**Source extract**
-=-=-=-=-
County receives report on Metropolitan Mosquito Control District

Steve Manweiler, executive director of the Metropolitan Mosquito Control District, reported on 2016 activities of the organization to the Washington County Board of Commissioners Feb. 28.

Washington County is one of seven member counties of the agency, which is governed by a board of 18 elected county commissioners, and oversees a 2,900 square-mile service area, with a population of 2.7 million. The focus of the agency is on larval control of mosquitos.

The report includes information on the agency’s 2017 budget, set at $18.78 million. Of that, $17.4 million will come from a tax levy. Washington County will contribute $1.48 million.

Manweiler described the common mosquitos that populate the area, and carry viruses that cause illnesses. Distributing pellets in mosquito breeding grounds is used to combat mosquito larva, whereas spraying is used to combat adult mosquitos.

Manweiler noted the mosquito-borne diseases that the district combats:

• La Crosse virus, which is found primarily in children. Three incidents were reported last year, with only one in the control district;

• West Nile virus, which caused 66 illnesses in Minnesota last year, 80 percent of which were outside of the district; and

• Zika virus, which is has not been found in Minnesota.

The agency also monitors the distribution of deer ticks in the metropolitan area. Manweiler said public education is the main focus to reduce the risk of tick-transmitted diseases.

Black flies, or gnats, are another focus of the agency, which does larval surveillance and control in area streams, focusing on the Rum, Crow, Mississippi, and Minnesota rivers.

Manweiler discussed the Mosquito Control District’s plans for 2017, which include:

• managing the budget and expenditures with a goal of maintaining service levels while minimizing impact on metro taxpayers;

• emphasizing disease risk reduction services, including responding to new vector-borne diseases;

• evaluating how the district’s control programs can respond more flexibly to increased weather variability; and

• evaluating how the district’s sustainability program can be integrated with other district functions; and implement long-term succession planning and key employee retention.
-=-=-=-=-
**Exercise requirements**
From the mosquito control article above, list every river the agency focuses on in its black fly larval surveillance and control.

**Extracted material**
-=-=-=-=-
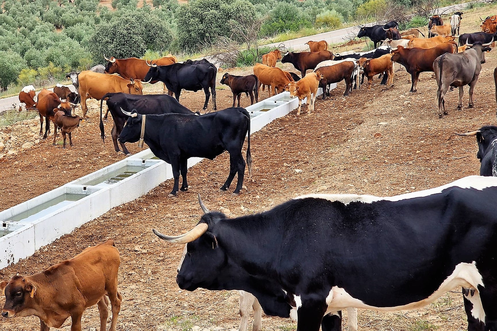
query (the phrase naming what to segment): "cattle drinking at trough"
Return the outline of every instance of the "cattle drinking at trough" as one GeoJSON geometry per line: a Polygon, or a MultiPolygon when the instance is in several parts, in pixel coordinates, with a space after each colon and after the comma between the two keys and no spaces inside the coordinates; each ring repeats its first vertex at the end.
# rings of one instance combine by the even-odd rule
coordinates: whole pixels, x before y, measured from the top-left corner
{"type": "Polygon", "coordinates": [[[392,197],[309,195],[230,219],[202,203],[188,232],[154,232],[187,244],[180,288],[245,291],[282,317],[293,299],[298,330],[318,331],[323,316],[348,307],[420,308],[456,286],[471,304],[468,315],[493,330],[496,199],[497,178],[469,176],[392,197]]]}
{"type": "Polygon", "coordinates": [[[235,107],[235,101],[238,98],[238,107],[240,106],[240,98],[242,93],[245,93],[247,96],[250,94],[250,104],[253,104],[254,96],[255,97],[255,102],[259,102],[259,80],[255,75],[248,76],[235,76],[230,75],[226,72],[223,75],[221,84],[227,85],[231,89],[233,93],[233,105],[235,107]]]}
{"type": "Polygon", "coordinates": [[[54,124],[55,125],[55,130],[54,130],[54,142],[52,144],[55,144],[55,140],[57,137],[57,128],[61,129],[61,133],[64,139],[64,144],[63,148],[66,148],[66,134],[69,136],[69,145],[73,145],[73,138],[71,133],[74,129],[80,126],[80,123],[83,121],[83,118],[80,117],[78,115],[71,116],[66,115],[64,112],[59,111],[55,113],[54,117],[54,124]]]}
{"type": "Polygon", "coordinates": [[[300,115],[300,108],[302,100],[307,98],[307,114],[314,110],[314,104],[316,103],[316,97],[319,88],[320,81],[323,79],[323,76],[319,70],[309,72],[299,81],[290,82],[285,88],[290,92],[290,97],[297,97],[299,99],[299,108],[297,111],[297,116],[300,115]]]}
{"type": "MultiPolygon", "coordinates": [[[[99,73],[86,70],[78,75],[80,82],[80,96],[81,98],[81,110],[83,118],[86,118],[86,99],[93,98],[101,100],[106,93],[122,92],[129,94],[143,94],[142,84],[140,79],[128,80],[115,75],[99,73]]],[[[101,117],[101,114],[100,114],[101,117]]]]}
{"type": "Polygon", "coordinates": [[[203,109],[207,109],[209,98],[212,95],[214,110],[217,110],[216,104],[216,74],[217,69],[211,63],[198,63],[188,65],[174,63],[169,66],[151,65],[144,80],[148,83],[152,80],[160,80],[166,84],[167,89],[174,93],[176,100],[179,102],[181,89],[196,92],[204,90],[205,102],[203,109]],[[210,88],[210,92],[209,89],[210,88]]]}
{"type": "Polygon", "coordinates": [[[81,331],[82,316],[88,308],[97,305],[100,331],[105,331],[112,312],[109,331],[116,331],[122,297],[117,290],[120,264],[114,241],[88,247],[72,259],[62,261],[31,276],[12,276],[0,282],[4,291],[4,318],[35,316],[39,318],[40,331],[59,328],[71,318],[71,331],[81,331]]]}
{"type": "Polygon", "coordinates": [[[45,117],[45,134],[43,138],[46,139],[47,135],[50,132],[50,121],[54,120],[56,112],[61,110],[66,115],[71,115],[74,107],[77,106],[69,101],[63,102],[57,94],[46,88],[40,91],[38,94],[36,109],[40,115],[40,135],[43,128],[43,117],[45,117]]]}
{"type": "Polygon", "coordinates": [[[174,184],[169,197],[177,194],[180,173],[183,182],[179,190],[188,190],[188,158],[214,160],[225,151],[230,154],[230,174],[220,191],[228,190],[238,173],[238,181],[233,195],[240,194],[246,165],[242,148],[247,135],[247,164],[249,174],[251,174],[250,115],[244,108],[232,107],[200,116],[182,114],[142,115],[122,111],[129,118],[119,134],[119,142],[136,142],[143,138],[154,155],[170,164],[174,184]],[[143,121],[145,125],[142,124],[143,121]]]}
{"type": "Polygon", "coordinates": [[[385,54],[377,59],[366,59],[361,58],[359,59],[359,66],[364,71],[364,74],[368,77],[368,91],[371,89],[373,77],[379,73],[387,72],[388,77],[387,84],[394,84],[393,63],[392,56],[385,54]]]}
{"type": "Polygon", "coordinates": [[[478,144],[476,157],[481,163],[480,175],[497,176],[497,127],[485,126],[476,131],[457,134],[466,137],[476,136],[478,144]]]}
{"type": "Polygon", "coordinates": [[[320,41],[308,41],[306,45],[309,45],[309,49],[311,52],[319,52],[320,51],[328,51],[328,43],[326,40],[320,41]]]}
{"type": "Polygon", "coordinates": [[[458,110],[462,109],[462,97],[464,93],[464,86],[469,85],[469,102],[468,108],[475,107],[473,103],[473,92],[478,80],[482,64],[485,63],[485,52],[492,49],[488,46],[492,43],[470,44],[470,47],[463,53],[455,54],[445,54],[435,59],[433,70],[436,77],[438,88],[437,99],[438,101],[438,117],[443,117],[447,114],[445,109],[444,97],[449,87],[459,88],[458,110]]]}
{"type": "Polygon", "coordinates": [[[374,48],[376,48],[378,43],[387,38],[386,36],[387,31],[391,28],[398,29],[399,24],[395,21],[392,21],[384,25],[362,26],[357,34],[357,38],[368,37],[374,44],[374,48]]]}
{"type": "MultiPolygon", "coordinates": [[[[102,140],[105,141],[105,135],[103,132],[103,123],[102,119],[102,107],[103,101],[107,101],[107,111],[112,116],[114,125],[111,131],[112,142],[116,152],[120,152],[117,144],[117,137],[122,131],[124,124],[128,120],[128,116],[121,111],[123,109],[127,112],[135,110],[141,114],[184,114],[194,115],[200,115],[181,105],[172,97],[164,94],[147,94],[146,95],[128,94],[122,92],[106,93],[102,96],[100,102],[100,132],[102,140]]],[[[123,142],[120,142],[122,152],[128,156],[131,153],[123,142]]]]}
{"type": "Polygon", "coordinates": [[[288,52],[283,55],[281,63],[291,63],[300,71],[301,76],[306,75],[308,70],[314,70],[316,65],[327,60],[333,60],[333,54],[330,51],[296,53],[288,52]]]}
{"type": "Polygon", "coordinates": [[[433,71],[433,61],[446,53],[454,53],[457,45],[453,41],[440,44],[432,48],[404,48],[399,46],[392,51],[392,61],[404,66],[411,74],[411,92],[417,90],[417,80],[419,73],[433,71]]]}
-=-=-=-=-
**Exercise response**
Rum, Crow, Mississippi, Minnesota